RECORD LIST
---

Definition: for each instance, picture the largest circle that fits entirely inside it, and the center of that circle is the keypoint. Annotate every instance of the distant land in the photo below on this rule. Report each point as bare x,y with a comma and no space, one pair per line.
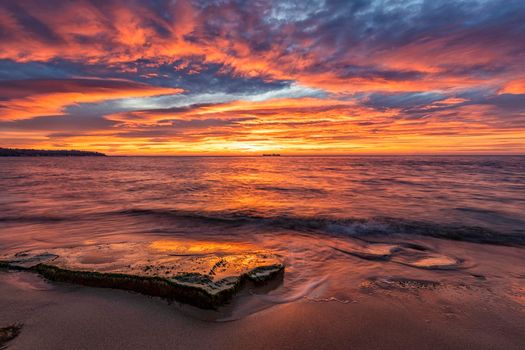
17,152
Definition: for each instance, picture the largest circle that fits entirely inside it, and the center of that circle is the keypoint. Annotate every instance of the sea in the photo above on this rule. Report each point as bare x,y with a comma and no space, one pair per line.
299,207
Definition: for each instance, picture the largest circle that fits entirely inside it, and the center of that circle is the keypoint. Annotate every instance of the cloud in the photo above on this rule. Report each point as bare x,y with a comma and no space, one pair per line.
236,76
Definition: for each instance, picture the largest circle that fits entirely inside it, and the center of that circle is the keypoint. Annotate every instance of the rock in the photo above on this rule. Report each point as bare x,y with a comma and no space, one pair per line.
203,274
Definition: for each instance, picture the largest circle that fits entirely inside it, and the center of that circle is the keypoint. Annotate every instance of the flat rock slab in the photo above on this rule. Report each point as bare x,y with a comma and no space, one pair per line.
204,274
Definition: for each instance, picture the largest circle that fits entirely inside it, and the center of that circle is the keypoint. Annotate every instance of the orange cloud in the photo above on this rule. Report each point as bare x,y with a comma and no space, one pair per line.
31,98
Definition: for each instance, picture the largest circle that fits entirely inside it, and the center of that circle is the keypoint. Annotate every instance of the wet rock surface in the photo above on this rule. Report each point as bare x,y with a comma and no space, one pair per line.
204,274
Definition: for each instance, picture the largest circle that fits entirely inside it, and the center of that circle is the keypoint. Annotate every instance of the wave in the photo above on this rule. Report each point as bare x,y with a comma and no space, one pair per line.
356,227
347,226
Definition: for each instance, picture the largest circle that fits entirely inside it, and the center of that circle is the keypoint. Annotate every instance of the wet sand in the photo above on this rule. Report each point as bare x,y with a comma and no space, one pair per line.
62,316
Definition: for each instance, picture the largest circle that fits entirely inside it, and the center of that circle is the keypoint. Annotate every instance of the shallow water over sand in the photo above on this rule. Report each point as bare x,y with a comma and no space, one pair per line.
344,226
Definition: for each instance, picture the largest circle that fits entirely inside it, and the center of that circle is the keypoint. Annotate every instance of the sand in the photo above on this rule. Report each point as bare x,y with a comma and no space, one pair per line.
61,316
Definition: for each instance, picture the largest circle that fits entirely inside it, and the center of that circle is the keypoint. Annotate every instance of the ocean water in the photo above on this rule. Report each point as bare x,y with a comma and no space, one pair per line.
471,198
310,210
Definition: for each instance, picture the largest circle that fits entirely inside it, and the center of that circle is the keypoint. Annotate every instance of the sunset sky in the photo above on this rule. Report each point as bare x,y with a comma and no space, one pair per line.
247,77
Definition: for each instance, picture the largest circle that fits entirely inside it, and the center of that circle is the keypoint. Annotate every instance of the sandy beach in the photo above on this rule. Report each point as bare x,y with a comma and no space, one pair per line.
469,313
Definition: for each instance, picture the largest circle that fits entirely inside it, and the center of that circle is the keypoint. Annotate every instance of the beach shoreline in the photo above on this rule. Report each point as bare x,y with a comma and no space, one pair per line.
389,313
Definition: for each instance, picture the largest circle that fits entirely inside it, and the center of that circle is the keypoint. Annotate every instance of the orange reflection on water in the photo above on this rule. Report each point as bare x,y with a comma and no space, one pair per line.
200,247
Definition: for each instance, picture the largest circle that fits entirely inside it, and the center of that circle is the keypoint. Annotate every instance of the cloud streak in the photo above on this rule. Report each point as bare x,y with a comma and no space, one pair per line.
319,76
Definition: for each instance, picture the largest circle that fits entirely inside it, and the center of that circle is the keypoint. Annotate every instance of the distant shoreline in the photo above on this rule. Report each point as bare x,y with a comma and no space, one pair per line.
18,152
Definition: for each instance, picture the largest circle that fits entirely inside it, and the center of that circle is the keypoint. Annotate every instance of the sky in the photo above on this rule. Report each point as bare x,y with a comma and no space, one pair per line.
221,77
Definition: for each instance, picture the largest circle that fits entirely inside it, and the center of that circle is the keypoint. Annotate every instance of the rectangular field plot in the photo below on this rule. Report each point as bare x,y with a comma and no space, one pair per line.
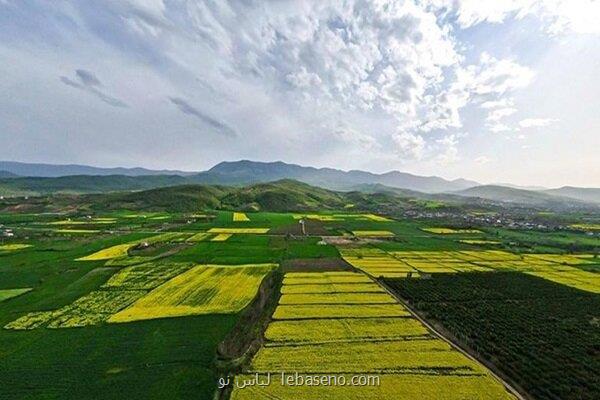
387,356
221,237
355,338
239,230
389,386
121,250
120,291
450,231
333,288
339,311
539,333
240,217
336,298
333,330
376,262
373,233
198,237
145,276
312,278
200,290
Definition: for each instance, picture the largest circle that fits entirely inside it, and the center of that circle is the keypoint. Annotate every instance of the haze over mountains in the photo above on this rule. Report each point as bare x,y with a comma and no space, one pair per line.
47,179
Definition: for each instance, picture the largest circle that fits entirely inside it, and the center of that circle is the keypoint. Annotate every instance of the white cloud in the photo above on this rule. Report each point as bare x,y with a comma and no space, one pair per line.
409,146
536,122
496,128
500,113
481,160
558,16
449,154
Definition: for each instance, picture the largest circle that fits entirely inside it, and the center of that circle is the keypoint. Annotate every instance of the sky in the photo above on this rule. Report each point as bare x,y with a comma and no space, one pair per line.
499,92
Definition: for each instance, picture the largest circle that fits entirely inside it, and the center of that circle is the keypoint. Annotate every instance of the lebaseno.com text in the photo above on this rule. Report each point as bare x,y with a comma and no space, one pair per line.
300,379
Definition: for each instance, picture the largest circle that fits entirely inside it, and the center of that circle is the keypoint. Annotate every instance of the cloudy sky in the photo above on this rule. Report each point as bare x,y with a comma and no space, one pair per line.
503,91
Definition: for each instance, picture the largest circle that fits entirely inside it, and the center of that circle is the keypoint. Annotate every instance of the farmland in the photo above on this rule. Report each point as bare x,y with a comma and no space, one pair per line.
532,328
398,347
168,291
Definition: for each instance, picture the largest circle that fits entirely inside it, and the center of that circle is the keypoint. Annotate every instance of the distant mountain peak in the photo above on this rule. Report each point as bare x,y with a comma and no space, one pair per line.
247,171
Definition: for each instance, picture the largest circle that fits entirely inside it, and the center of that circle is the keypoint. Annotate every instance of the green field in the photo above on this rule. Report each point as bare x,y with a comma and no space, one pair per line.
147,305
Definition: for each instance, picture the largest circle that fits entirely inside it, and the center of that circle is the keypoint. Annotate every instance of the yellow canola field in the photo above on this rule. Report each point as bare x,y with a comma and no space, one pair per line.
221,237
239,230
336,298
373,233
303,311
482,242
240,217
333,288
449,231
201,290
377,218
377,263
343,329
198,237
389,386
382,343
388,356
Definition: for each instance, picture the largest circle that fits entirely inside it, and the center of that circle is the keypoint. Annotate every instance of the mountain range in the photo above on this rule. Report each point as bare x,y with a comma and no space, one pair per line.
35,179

---

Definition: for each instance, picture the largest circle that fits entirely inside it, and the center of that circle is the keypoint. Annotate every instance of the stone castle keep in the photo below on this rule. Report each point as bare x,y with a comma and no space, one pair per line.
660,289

---

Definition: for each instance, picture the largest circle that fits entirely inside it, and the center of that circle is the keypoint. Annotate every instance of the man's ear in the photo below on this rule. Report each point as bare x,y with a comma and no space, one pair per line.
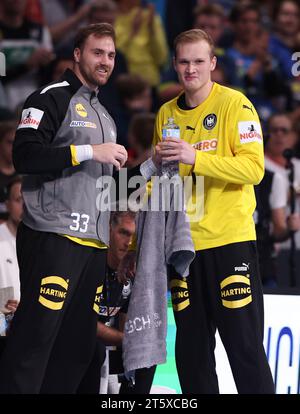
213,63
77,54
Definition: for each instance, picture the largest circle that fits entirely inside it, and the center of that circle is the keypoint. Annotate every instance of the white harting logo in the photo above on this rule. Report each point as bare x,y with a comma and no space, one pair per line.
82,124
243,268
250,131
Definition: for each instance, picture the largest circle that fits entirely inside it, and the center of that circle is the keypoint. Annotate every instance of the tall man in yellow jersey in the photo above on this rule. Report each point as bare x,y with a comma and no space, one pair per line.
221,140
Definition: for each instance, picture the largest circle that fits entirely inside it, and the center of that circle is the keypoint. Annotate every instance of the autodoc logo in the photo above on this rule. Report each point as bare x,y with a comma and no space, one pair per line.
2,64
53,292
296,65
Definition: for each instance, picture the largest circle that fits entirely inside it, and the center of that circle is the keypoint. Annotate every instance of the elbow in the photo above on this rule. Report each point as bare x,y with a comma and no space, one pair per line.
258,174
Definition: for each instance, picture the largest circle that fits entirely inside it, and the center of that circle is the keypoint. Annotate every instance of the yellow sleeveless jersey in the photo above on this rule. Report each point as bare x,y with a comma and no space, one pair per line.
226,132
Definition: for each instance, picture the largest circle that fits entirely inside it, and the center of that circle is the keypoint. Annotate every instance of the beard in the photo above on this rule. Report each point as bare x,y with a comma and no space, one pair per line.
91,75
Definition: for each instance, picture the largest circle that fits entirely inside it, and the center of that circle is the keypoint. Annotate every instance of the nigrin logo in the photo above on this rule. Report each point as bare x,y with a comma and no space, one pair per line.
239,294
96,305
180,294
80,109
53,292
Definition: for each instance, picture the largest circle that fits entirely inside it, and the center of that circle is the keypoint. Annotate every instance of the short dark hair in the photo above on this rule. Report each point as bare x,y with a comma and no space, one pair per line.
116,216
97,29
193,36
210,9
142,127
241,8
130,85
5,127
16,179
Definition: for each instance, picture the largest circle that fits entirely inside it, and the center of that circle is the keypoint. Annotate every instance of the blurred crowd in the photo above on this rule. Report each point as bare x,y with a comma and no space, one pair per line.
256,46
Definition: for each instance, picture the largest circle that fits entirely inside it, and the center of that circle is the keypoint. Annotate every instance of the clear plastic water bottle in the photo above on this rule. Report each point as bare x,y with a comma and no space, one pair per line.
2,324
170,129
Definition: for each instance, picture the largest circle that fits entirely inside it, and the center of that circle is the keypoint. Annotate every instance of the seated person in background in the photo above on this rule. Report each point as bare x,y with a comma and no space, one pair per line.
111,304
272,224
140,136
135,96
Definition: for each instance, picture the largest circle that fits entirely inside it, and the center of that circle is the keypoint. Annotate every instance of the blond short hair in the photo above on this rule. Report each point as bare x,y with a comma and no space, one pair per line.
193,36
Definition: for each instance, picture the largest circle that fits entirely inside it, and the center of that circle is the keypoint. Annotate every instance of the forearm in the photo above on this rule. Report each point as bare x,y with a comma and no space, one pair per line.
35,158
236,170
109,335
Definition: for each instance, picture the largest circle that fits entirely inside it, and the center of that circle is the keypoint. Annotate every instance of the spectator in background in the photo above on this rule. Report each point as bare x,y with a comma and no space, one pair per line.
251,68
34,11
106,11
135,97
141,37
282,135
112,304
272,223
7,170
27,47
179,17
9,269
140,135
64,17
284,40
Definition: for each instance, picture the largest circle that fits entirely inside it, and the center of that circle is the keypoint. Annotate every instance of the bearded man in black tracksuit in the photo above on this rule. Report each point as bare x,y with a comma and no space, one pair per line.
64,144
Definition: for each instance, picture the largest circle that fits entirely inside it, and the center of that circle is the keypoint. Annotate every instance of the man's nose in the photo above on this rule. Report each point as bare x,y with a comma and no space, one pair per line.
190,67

---

PROBLEM STATEMENT
Locate each line in the entries above that contains the string "shoreline", treating uppercase and lowercase as different, and copy those lines out in full.

COMPLETED EXERCISE
Definition: for each instance, picture the largest circle that fits entirely inside it, and the center of that circle is the keypoint. Annotate every instance of the beach shoreline in the photo above on this rule. Report each point as bare x,y with a comma and no space, one pair per line.
Definition: for each instance, picture the largest circle that fits entirely inside it, and the center of that circle is the keypoint. Annotate every instance of the distant shoreline in the photo above on this rule. Report each point as bare x,y with a comma and no space, one pair per line.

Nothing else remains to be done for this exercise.